# Exercise objective
Could you arrange the part of the records below that opens with the line containing "Objective — drop a marker on each instance of the person" and closes with the line containing "[[180, 304], [193, 302]]", both ends included, as a JSON list of strings, one string per line and blank lines left out?

# Dataset extract
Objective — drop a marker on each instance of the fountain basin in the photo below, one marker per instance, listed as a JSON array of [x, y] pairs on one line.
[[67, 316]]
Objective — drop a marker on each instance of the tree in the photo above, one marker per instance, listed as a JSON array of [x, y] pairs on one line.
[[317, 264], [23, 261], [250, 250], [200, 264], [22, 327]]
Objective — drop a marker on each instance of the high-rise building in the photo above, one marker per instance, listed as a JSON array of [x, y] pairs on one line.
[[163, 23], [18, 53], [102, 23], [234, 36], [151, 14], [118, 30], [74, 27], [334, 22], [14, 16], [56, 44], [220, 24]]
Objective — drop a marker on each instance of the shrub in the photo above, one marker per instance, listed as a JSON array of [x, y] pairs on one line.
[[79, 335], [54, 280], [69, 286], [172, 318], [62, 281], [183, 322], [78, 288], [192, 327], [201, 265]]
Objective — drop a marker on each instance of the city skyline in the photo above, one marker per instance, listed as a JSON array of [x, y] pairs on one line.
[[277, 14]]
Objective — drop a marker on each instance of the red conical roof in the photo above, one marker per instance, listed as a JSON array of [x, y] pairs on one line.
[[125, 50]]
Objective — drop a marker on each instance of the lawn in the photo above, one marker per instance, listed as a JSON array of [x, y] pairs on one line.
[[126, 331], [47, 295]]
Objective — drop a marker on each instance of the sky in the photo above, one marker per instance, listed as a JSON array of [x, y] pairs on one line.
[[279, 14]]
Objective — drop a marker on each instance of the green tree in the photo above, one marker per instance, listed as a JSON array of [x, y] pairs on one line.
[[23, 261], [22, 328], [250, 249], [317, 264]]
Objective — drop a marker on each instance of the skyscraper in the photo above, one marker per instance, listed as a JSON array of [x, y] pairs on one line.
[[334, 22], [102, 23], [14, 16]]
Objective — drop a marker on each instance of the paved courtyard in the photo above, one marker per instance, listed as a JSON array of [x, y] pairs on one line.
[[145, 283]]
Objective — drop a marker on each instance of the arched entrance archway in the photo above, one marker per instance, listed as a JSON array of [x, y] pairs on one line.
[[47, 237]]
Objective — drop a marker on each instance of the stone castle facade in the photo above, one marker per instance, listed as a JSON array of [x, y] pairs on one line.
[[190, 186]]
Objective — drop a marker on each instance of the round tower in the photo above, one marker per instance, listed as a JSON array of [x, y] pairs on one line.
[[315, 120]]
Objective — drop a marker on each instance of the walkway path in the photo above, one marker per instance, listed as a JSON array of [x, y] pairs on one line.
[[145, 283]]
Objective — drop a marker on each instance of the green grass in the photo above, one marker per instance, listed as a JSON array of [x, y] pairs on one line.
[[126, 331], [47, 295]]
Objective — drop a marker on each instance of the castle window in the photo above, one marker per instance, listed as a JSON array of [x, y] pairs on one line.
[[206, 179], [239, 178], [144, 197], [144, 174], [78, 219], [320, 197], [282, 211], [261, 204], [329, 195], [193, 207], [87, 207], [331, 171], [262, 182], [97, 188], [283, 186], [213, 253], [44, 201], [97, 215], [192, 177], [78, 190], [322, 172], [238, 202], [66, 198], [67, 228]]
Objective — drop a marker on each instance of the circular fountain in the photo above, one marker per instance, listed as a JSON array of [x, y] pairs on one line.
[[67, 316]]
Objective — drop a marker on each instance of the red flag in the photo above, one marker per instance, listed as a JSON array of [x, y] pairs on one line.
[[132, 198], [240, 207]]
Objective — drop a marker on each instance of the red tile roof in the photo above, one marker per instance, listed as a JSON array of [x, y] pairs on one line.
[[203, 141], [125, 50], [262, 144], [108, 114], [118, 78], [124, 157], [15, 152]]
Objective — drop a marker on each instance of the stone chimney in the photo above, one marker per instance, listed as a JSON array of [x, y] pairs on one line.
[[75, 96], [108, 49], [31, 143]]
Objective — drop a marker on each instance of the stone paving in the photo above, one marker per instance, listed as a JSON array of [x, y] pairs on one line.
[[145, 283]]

--

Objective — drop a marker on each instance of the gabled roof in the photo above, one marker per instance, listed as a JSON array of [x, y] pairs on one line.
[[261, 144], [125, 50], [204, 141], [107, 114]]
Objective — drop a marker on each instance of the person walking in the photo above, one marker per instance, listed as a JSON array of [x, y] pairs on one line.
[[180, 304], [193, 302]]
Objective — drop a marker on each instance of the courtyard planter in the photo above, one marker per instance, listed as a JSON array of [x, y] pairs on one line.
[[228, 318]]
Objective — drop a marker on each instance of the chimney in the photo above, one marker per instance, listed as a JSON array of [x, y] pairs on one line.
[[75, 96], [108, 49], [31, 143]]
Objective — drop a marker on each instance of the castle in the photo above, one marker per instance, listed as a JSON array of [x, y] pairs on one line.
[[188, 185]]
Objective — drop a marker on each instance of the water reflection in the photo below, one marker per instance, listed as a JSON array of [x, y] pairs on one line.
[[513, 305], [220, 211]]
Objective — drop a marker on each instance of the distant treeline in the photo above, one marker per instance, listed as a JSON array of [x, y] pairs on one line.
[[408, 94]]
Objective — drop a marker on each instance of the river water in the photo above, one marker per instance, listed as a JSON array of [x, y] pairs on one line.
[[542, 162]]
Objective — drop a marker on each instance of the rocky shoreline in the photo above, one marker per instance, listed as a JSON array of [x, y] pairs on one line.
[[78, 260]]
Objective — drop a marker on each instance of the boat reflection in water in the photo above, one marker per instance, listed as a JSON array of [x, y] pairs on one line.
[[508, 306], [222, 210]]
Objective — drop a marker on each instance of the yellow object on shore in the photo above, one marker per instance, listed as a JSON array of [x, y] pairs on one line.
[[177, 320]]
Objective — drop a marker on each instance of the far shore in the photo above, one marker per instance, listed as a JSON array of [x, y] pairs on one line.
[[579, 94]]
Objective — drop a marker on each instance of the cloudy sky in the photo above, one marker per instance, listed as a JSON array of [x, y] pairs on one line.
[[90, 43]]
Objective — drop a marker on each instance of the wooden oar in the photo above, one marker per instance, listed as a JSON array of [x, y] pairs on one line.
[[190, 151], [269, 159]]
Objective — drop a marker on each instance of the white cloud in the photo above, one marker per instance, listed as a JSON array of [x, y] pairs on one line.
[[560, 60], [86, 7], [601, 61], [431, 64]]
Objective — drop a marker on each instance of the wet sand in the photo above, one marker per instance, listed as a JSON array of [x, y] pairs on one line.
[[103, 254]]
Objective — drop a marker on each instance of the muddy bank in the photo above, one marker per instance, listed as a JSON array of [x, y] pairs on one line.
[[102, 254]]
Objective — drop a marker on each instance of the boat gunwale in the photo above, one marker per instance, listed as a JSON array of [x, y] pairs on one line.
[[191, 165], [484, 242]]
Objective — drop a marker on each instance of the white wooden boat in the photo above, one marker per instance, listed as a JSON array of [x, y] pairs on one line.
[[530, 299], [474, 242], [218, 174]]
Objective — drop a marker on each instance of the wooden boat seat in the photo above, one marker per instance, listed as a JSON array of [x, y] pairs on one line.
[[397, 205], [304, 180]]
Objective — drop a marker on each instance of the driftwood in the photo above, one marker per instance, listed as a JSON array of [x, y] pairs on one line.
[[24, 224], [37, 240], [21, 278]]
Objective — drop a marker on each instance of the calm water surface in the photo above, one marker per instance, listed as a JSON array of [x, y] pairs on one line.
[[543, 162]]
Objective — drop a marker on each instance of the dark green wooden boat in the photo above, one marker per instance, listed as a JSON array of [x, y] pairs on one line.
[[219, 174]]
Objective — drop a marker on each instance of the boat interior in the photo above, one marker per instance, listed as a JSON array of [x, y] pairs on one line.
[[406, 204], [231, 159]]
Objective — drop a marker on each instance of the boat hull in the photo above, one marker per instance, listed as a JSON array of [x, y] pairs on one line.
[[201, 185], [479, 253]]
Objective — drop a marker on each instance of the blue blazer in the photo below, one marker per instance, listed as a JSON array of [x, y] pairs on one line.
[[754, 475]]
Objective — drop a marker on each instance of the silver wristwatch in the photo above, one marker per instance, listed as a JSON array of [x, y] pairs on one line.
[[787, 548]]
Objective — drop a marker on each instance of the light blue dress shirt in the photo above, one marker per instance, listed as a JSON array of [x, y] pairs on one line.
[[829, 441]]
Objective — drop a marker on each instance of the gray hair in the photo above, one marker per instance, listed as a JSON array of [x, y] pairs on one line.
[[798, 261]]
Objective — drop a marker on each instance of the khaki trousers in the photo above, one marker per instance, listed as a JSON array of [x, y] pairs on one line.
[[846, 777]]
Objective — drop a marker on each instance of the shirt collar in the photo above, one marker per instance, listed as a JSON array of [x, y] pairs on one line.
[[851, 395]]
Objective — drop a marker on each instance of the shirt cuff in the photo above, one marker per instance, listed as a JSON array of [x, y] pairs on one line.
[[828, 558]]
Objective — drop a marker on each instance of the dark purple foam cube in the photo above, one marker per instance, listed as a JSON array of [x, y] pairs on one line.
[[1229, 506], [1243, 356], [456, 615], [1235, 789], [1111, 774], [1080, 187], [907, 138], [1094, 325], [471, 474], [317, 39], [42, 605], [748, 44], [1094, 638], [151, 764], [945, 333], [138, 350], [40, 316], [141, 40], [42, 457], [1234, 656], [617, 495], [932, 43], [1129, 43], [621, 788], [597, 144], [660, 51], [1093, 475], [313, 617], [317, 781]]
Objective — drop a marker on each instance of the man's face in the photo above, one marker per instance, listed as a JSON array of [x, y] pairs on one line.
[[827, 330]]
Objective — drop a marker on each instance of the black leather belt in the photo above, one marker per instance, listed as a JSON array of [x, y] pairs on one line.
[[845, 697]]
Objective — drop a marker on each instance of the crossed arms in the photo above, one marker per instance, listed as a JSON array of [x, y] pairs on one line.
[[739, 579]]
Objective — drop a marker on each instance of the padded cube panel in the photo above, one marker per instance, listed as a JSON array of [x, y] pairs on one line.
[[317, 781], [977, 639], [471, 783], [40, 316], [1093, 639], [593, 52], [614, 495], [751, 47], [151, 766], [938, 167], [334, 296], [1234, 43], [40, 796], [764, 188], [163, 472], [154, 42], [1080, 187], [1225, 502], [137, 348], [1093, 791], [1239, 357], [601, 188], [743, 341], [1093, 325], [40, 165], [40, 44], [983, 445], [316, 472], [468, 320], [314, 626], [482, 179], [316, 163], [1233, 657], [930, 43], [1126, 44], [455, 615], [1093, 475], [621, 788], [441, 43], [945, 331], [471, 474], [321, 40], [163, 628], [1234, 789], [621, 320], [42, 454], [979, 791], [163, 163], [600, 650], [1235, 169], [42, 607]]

* * *

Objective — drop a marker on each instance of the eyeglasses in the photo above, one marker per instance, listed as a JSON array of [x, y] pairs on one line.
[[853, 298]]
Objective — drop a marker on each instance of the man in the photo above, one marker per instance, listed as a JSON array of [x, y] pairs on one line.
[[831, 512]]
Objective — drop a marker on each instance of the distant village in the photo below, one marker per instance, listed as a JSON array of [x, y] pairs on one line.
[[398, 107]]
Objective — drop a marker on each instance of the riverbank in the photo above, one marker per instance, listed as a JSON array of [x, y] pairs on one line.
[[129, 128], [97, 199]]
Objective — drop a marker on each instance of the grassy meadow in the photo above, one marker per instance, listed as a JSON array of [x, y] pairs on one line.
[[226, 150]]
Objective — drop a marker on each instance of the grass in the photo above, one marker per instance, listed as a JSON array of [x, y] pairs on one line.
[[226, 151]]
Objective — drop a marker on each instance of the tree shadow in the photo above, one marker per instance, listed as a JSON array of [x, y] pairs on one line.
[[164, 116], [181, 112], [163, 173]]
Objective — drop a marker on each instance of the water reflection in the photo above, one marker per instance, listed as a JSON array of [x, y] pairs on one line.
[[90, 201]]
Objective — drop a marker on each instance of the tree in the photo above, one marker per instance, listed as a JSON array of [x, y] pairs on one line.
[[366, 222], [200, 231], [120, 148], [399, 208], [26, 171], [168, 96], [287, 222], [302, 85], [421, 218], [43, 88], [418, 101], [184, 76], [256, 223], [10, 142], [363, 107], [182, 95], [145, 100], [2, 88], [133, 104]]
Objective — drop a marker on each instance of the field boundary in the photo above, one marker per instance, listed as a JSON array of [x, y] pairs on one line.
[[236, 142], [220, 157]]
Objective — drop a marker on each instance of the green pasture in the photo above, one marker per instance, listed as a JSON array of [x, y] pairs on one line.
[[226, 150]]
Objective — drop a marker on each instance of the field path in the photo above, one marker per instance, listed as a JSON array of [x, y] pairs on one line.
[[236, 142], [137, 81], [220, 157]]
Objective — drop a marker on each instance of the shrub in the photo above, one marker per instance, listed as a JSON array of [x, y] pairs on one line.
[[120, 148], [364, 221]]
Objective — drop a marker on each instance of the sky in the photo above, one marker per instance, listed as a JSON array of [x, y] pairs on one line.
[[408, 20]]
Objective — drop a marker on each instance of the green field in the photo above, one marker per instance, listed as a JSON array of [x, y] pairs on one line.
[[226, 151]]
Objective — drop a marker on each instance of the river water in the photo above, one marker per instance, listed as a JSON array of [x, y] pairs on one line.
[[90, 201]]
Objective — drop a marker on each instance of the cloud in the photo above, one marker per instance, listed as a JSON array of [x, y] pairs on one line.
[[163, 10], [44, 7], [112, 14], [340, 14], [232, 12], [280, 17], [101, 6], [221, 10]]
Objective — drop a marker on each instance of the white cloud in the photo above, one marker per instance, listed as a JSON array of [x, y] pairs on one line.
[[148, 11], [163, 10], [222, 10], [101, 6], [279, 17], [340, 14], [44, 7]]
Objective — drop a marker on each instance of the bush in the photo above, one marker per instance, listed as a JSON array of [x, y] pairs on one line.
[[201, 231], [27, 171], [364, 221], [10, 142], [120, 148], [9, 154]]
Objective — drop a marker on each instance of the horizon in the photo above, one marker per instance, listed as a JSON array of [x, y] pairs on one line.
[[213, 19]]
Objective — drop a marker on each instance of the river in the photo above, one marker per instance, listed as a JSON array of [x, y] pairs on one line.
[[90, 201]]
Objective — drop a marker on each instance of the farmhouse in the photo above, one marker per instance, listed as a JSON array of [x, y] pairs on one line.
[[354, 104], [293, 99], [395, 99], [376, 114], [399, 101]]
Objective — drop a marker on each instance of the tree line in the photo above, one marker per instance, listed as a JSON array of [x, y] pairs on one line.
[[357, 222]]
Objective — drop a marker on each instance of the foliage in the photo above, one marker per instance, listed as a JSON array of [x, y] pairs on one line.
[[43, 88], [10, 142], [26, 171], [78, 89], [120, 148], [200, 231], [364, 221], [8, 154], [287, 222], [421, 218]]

# Final result
[
  "Objective — drop a marker on each instance of the person walking in the photo above, one marker per instance, listed as a JSON array of [x, y] pairs on one line.",
  "[[180, 304], [193, 302]]"
]